◆ **Selected extract**
▼
Geriatric Care in Medical Education

In preparation for medical school and my future career in healthcare, I read Being Mortal: Medicine and What Matters in the End by Dr. Atul Gawande. I wasn’t sure what to expect from the book initially, but came to find that it offered insightful, thought-provoking commentary on a “good death”, aging, and geriatric care. In the book Dr. Gawande points out there are not enough existing palliative care specialists or geriatricians to meet the needs of our aging population. He goes on to suggest that every doctor should be trained to work with older patients in some capacity. This led me to wonder if medical schools were hearing this call to action and making the needed changes to their curriculum to adapt to the demands of society and its aging population.

Fast forward a couple years, and I have finished my first year of medical school with a few answers to my curiosities. I have discovered that medical schools across the country are implementing a variety of programs to give students experience working with geriatric patients. At Mayo Clinic College of Medicine, students are required to complete an online geriatric curriculum. At Icahn School of Medicine at Mount Sinai, all the preclinical courses work to incorporate lessons on the care of older adults.

In my personal experience at NYU Grossman School of Medicine, I was part of the inaugural session of the program: Geriatrics Connect. All 100 first-year medical students were given the name and number of a patient from the community that we were to call five times over the course of six months. Each call had a loose agenda for students to follow with the program’s goals in mind: learn about healthy aging, the needs of older adults, and how to take a “life history”.

The patient assigned to me was an 84-year-old woman with a life story that would make for a bestselling biography. With our first phone call, I learned that she and her parents immigrated to the US when she was 12 after surviving Nazi persecution. She told me how they learned to speak English by reading the newspaper as they built a life in New York. She grew up, married a young lawyer, and had children. She spent her time as a librarian at Columbia University, even auditing a course taught by a rotating professor named Ruth Bader Ginsburg. 

In our first chat, I walked away with a more detailed history than with any traditional patient encounter I had ever had. Yes – I learned a lot about her general life story, but I also gained the most in-depth social history I could have ever attempted to take. I think programs like mine offer a great place to start developing our skills for working with older patients, but I hope there continues to be opportunities for learning as we move forward with our education. After all, nearly 10,000 Americans turn 65 each and every day.

Claire Graves is a 2nd year medical student at NYU Grossman School of Medicine.
▲
◆ **Data extract**
▼
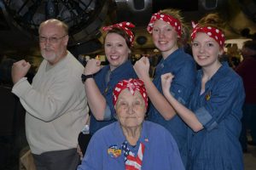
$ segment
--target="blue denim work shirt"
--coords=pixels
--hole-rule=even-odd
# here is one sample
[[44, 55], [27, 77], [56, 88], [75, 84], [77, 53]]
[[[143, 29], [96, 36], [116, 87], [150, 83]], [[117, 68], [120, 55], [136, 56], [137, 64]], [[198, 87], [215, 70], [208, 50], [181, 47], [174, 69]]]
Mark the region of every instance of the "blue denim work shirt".
[[[113, 122], [97, 131], [91, 138], [82, 164], [78, 170], [122, 170], [125, 156], [121, 144], [126, 139], [119, 122]], [[139, 144], [145, 146], [142, 170], [184, 170], [179, 151], [172, 134], [163, 127], [143, 122], [137, 145], [128, 148], [137, 156]], [[108, 149], [116, 148], [113, 156]]]
[[[107, 80], [108, 76], [109, 81]], [[90, 134], [93, 134], [96, 131], [102, 128], [102, 127], [105, 127], [116, 121], [116, 119], [113, 117], [115, 110], [113, 105], [113, 89], [114, 86], [121, 80], [137, 77], [137, 76], [130, 60], [126, 61], [125, 63], [114, 69], [111, 72], [110, 66], [106, 65], [99, 72], [96, 73], [96, 75], [94, 77], [95, 82], [98, 88], [100, 89], [102, 94], [106, 99], [107, 105], [109, 107], [111, 111], [111, 117], [106, 121], [97, 121], [93, 116], [93, 114], [90, 113]]]
[[202, 71], [198, 71], [189, 106], [204, 128], [197, 133], [189, 130], [187, 169], [241, 170], [239, 135], [245, 99], [242, 80], [224, 63], [201, 94], [202, 74]]
[[[188, 106], [196, 77], [196, 66], [192, 56], [182, 49], [177, 49], [166, 60], [160, 60], [156, 67], [153, 82], [161, 94], [163, 91], [160, 76], [168, 72], [175, 76], [170, 92], [178, 101]], [[169, 121], [165, 120], [152, 104], [149, 106], [148, 120], [164, 126], [172, 134], [185, 164], [188, 129], [183, 120], [177, 115]]]

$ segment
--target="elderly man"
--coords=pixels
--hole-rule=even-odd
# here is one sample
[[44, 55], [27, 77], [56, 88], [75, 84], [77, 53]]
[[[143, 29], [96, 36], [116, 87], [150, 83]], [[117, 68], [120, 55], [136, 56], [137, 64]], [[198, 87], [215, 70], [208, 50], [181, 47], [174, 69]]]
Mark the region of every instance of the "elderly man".
[[38, 170], [75, 169], [77, 139], [88, 119], [80, 75], [83, 65], [67, 50], [68, 27], [51, 19], [38, 29], [44, 60], [32, 85], [25, 77], [30, 64], [14, 64], [12, 92], [26, 110], [26, 133]]

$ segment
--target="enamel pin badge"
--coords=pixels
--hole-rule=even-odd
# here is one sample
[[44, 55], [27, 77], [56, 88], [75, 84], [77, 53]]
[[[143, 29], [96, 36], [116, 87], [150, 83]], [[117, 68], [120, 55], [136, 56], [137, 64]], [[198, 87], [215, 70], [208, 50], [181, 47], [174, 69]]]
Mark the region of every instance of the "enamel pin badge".
[[117, 147], [116, 144], [113, 144], [111, 146], [108, 147], [108, 154], [111, 156], [111, 157], [119, 157], [122, 153], [122, 150], [120, 149], [119, 149]]

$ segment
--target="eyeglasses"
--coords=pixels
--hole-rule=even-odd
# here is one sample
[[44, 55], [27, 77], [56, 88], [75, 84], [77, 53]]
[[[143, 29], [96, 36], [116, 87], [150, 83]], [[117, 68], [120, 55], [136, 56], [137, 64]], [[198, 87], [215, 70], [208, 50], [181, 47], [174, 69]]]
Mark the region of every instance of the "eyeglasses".
[[62, 36], [62, 37], [39, 37], [39, 42], [47, 42], [47, 40], [48, 40], [48, 42], [49, 42], [49, 43], [56, 43], [56, 42], [58, 42], [58, 41], [60, 40], [60, 39], [61, 39], [61, 38], [63, 38], [65, 36], [67, 36], [67, 34], [66, 34], [66, 35], [64, 35], [64, 36]]

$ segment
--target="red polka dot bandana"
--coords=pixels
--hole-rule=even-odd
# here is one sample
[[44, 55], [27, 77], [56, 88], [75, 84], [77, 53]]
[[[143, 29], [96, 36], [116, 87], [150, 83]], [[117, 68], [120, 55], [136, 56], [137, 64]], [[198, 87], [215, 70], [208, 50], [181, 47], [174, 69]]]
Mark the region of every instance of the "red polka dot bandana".
[[112, 30], [113, 28], [122, 29], [129, 36], [129, 40], [131, 42], [131, 44], [132, 44], [135, 37], [134, 37], [134, 34], [129, 28], [134, 28], [134, 27], [135, 27], [135, 26], [131, 22], [121, 22], [121, 23], [114, 24], [114, 25], [109, 26], [104, 26], [102, 28], [102, 30], [104, 31], [108, 31], [109, 30]]
[[155, 20], [160, 20], [167, 24], [169, 24], [171, 26], [174, 27], [175, 31], [177, 31], [177, 35], [181, 37], [182, 35], [182, 28], [181, 28], [181, 23], [178, 20], [173, 18], [172, 16], [166, 14], [160, 14], [160, 11], [158, 13], [155, 13], [152, 15], [149, 24], [147, 27], [147, 31], [152, 34], [152, 30], [154, 26], [154, 23]]
[[134, 95], [135, 91], [137, 90], [144, 99], [146, 109], [148, 108], [148, 95], [144, 82], [140, 79], [132, 78], [130, 78], [129, 80], [122, 80], [115, 85], [113, 91], [113, 105], [115, 105], [120, 93], [126, 88], [129, 89], [132, 95]]
[[210, 37], [213, 38], [221, 48], [224, 48], [225, 37], [223, 32], [219, 29], [214, 28], [212, 26], [200, 27], [197, 25], [193, 25], [193, 26], [195, 27], [193, 28], [191, 33], [192, 41], [195, 37], [197, 32], [204, 32], [207, 34]]

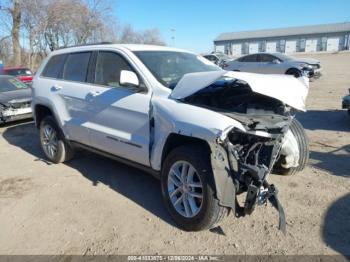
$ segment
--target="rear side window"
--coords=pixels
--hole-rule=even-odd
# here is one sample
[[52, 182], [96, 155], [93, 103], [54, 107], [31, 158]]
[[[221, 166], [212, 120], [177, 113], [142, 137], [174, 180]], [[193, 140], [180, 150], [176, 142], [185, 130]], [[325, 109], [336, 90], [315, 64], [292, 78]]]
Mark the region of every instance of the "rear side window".
[[267, 54], [261, 54], [260, 55], [260, 62], [269, 62], [271, 63], [276, 57], [272, 55], [267, 55]]
[[248, 55], [242, 58], [241, 62], [257, 62], [258, 55]]
[[95, 83], [99, 85], [119, 87], [120, 72], [133, 71], [128, 62], [113, 52], [99, 52], [96, 61]]
[[91, 52], [69, 54], [63, 69], [63, 79], [85, 82], [90, 56]]
[[50, 58], [49, 62], [46, 64], [46, 67], [41, 74], [44, 77], [58, 78], [62, 68], [66, 55], [55, 55]]

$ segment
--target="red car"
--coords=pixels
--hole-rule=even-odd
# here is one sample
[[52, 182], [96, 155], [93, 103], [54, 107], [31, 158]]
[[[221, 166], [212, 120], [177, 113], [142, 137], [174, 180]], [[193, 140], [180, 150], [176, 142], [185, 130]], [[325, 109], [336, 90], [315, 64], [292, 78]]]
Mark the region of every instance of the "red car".
[[33, 81], [34, 74], [26, 67], [5, 67], [4, 73], [17, 77], [23, 83], [31, 84]]

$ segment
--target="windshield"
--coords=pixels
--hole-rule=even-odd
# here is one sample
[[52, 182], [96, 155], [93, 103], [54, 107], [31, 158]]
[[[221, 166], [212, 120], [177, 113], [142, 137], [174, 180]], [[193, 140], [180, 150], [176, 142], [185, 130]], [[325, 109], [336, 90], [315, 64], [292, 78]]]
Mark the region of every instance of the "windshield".
[[185, 52], [135, 51], [154, 77], [164, 86], [173, 89], [188, 73], [222, 70], [204, 57]]
[[25, 88], [28, 88], [28, 86], [14, 77], [0, 76], [0, 92], [15, 91]]

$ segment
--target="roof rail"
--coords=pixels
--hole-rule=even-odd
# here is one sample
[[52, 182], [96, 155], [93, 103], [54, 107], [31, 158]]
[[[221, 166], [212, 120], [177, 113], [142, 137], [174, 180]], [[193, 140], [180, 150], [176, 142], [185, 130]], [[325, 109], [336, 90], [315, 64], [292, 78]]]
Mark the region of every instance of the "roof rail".
[[60, 50], [60, 49], [65, 49], [65, 48], [71, 48], [71, 47], [79, 47], [79, 46], [110, 45], [110, 44], [114, 44], [114, 43], [113, 43], [113, 42], [98, 42], [98, 43], [91, 43], [91, 44], [81, 44], [81, 45], [62, 46], [62, 47], [59, 47], [58, 50]]

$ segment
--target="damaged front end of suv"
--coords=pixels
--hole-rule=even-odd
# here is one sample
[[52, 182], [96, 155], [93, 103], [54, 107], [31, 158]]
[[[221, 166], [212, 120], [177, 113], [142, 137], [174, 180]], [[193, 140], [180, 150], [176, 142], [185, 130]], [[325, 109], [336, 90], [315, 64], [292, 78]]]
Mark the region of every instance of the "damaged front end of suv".
[[[290, 76], [211, 72], [185, 75], [175, 87], [172, 97], [241, 124], [222, 130], [210, 142], [217, 198], [236, 217], [249, 215], [256, 205], [269, 201], [278, 210], [279, 228], [285, 232], [278, 191], [267, 178], [278, 165], [298, 166], [298, 144], [290, 127], [295, 112], [305, 111], [306, 85]], [[243, 193], [240, 204], [237, 196]]]

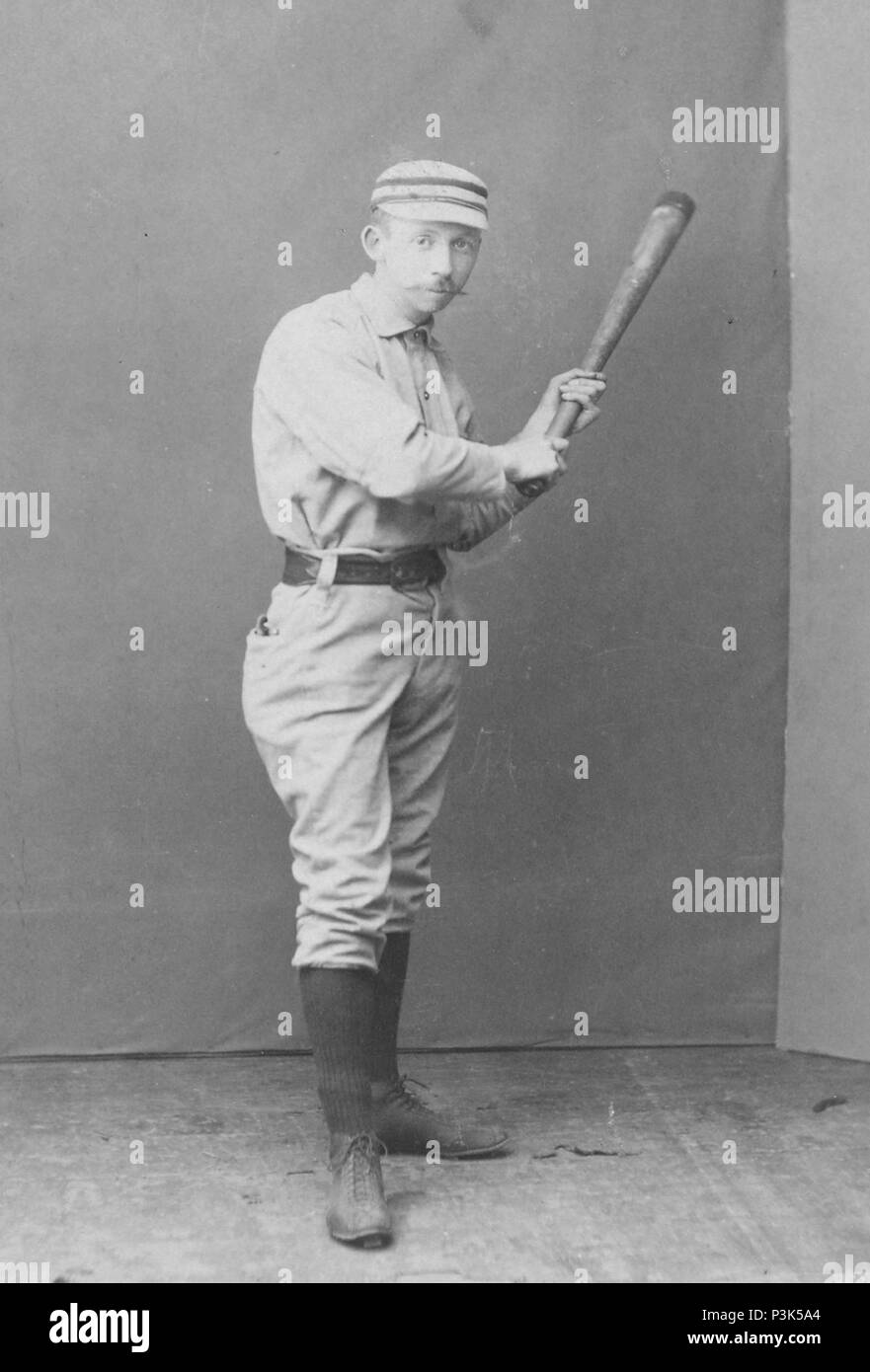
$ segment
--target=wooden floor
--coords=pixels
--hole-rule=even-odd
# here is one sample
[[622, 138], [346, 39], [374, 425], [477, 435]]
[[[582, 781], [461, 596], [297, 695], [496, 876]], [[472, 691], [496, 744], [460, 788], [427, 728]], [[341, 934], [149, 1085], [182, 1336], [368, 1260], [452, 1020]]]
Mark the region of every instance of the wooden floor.
[[866, 1063], [578, 1047], [402, 1067], [497, 1113], [512, 1150], [388, 1158], [395, 1242], [357, 1251], [324, 1227], [310, 1058], [0, 1065], [0, 1264], [49, 1262], [54, 1281], [818, 1283], [870, 1261]]

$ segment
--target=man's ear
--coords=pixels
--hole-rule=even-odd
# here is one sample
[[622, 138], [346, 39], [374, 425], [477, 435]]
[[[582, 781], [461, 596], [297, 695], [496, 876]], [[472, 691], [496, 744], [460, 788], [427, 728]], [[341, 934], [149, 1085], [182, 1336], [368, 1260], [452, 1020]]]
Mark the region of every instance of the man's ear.
[[376, 224], [366, 224], [362, 233], [360, 235], [360, 241], [362, 243], [365, 255], [369, 257], [372, 262], [381, 261], [384, 255], [383, 236]]

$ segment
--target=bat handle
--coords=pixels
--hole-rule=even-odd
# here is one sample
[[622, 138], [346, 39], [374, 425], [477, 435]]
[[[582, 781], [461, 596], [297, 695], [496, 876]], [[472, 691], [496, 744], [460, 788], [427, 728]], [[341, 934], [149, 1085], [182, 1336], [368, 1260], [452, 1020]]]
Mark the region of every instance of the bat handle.
[[[568, 438], [582, 409], [583, 406], [578, 401], [563, 401], [550, 421], [545, 438]], [[530, 482], [513, 482], [513, 486], [520, 495], [527, 495], [528, 499], [534, 501], [538, 495], [543, 495], [549, 482], [543, 476], [535, 476]]]

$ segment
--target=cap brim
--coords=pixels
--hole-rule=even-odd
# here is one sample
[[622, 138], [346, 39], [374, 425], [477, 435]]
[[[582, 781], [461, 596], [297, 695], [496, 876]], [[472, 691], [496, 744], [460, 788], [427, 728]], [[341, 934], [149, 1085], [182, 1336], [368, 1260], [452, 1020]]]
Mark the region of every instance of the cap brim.
[[377, 209], [397, 220], [428, 220], [431, 224], [465, 224], [469, 229], [489, 229], [486, 211], [469, 204], [446, 204], [443, 200], [391, 200]]

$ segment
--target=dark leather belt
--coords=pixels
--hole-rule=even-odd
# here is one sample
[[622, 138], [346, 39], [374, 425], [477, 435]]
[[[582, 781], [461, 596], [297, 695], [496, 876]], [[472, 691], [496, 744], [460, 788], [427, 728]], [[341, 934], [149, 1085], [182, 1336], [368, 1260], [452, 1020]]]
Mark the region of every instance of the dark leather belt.
[[[305, 586], [316, 582], [320, 571], [320, 557], [298, 553], [294, 547], [284, 550], [284, 575], [288, 586]], [[446, 576], [439, 553], [434, 547], [419, 547], [412, 553], [401, 553], [390, 563], [379, 563], [375, 557], [360, 553], [339, 553], [335, 571], [336, 586], [392, 586], [397, 591], [420, 590], [440, 582]]]

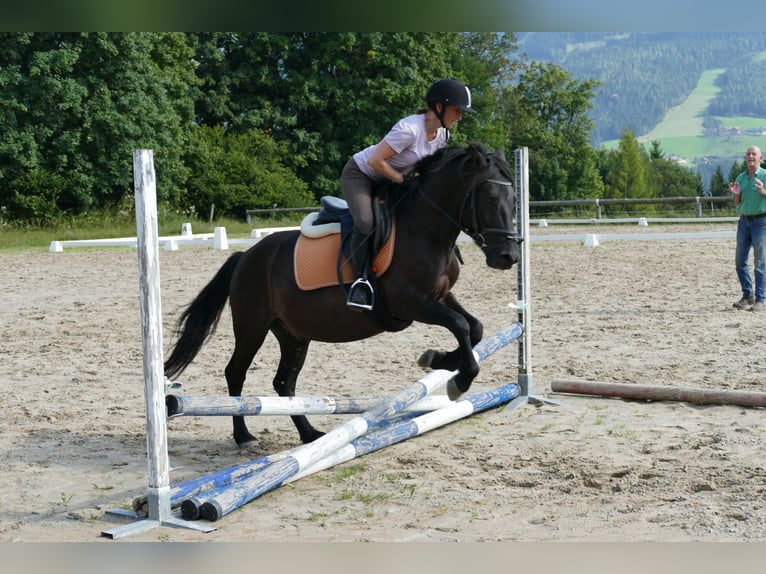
▲
◆ **Work to be completed**
Transcribe everything in the essay on geriatric care in medical education from "Fast forward a" down to "of older adults.", word for word.

◆ **Solution to the problem**
Fast forward a couple years, and I have finished my first year of medical school with a few answers to my curiosities. I have discovered that medical schools across the country are implementing a variety of programs to give students experience working with geriatric patients. At Mayo Clinic College of Medicine, students are required to complete an online geriatric curriculum. At Icahn School of Medicine at Mount Sinai, all the preclinical courses work to incorporate lessons on the care of older adults.